Your task is to set down the records below again, exactly.

*** Opening Supplied records ***

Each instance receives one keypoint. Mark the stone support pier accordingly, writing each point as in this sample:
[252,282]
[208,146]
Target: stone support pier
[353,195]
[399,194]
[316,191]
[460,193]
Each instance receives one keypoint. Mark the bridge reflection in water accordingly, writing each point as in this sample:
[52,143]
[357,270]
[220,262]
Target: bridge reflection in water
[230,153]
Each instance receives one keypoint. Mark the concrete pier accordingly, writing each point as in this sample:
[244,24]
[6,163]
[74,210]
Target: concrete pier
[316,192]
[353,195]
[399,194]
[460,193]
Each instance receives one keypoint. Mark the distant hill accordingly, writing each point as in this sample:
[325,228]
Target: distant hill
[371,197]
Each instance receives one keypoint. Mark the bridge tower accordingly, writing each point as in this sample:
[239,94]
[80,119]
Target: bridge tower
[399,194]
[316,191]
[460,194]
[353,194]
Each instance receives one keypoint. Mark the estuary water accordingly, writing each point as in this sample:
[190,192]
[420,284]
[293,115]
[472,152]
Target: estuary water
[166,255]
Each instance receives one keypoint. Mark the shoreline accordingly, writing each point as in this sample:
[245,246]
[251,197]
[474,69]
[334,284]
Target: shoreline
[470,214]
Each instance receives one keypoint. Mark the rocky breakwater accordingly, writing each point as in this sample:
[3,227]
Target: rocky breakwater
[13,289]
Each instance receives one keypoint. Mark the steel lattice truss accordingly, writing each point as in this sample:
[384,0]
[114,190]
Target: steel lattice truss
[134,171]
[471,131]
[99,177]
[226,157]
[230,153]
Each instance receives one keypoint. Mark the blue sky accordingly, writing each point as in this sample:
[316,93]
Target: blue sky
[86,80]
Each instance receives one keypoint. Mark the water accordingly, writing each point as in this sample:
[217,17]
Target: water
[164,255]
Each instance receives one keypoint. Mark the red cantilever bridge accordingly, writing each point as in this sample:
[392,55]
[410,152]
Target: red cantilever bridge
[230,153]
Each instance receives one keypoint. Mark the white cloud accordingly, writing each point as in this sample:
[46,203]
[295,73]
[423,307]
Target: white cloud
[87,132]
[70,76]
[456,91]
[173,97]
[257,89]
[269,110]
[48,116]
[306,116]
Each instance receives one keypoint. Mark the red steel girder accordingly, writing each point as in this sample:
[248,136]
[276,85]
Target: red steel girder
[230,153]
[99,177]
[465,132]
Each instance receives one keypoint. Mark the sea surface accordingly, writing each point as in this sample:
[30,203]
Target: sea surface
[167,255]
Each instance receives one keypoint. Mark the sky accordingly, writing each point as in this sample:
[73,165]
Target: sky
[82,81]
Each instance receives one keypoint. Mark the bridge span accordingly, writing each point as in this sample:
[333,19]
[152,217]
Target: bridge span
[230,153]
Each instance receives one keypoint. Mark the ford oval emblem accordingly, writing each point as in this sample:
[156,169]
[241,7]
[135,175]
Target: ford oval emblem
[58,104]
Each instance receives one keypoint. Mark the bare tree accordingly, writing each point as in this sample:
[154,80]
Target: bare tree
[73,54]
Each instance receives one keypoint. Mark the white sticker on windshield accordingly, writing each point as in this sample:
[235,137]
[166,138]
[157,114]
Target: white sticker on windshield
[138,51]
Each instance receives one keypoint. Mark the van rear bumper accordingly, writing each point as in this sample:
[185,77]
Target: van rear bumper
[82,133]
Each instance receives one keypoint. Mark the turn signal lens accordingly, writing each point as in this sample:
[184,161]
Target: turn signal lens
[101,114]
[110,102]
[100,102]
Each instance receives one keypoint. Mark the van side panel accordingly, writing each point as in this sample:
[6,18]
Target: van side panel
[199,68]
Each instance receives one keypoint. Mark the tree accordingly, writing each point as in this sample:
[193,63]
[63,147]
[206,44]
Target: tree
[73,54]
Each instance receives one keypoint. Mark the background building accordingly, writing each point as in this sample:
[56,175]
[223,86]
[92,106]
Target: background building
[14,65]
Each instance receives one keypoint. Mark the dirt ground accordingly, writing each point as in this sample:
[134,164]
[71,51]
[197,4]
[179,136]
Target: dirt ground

*** Closing Supplied records ***

Answer section
Each instance receives one keypoint. Mark the stone support pier accordingly, writing each point as in this sample:
[252,282]
[208,146]
Target: stone support pier
[353,195]
[399,194]
[316,191]
[460,193]
Each instance receives one keypoint. Mark the bridge reflection in water accordingly, writing each point as in this sample:
[52,143]
[357,270]
[220,262]
Target: bridge reflection in water
[230,153]
Each instance receives one keypoint. Mark the concrete pier accordingly, writing each point as in this sample:
[244,24]
[6,163]
[74,210]
Target: concrete pier
[316,192]
[353,195]
[399,194]
[460,193]
Each instance receives one keypoint. Mark the distant hill accordingly, writing each point as in this sample:
[325,228]
Target: distant hill
[371,197]
Each instance receives one keypoint. Mark the bridge tower accordingly, writing each point as in this sample:
[239,94]
[80,119]
Target: bridge tower
[399,194]
[316,191]
[460,194]
[353,194]
Each instance receives one keypoint. Mark the estuary water accordingly, writing each point as in this sample:
[190,192]
[420,284]
[293,115]
[472,152]
Target: estuary water
[166,255]
Each instance receives one keypoint. Mark the shoreline accordingly, writing each point as in this sample:
[245,246]
[251,197]
[474,69]
[334,284]
Target: shoreline
[470,214]
Each instance receives one keypoint. Mark the rocky breakwater accordingly, writing each point as in this sample:
[3,227]
Target: rocky breakwater
[13,289]
Each instance receives one keypoint. Mark the steel lattice truss accordingly, writing each point as in this sample:
[384,0]
[114,190]
Target: steel lattice truss
[134,171]
[471,131]
[99,177]
[226,157]
[230,153]
Each instance receives one keypoint. Mark the blue sky accordingly, writing each point as in this sample:
[316,93]
Target: blue sky
[86,80]
Each instance receives one keypoint. Mark the water accordingly, writing each point as in this sample:
[217,17]
Target: water
[164,255]
Each instance receives one keypoint. Mark the red cantilever bridge accordingly, writing each point as in this sample:
[392,55]
[410,152]
Target: red cantilever bridge
[230,153]
Each instance receives one keypoint. Mark the white cloud accordingly, writing each point as in this sample:
[46,203]
[295,73]
[423,307]
Target: white cloud
[87,132]
[70,76]
[456,91]
[173,97]
[257,89]
[269,110]
[48,116]
[306,116]
Each instance receives one keypoint. Mark the red steel girder accordingly, writing each point as in this sample:
[248,136]
[276,85]
Target: red steel girder
[230,153]
[99,177]
[465,132]
Each instance receives one keypoint. Mark the sea surface accordingly, writing each point as in this sample:
[30,203]
Target: sea surface
[167,255]
Each instance receives one keypoint. Mark the sky accordingly, writing each point as in this sample:
[73,165]
Target: sky
[82,81]
Each instance receives one keypoint. Mark the bridge span accordingly, writing each point as in this sample:
[333,19]
[152,217]
Target: bridge span
[230,153]
Each instance receives one keypoint. Mark the ford oval emblem accordingly, writing each point as in this sample:
[156,169]
[241,7]
[135,175]
Target: ford oval emblem
[58,104]
Each instance receives one keypoint. Mark the bare tree accordingly, writing each point as in this sample:
[154,80]
Target: bare tree
[73,54]
Each instance receives one keypoint. Mark the white sticker on windshield accordingly, writing each point as in this sample:
[235,137]
[166,138]
[157,114]
Target: white sticker on windshield
[138,51]
Each instance receives one keypoint. Mark the van rear bumper accordingly, writing each point as in this sample:
[185,77]
Target: van rear bumper
[82,133]
Each instance receives one keypoint. Mark the turn signal lens accordingly, writing each point as in this sample:
[184,161]
Target: turn signal lens
[101,114]
[110,102]
[100,102]
Each instance receives one keypoint. Mark the van side panel accordingly, writing each point as in this sample:
[6,18]
Target: van side panel
[199,68]
Each instance receives one keypoint. Mark the tree accordingly, writing each point as in this sample:
[193,63]
[63,147]
[206,44]
Target: tree
[73,54]
Each instance receives one keypoint. Mark the background building accordingly, writing each point as in this sample:
[56,175]
[223,86]
[92,106]
Target: background building
[14,65]
Each instance receives one keypoint. Mark the dirt ground accordingly, writing each point as in this sample:
[134,164]
[71,51]
[197,4]
[179,136]
Target: dirt ground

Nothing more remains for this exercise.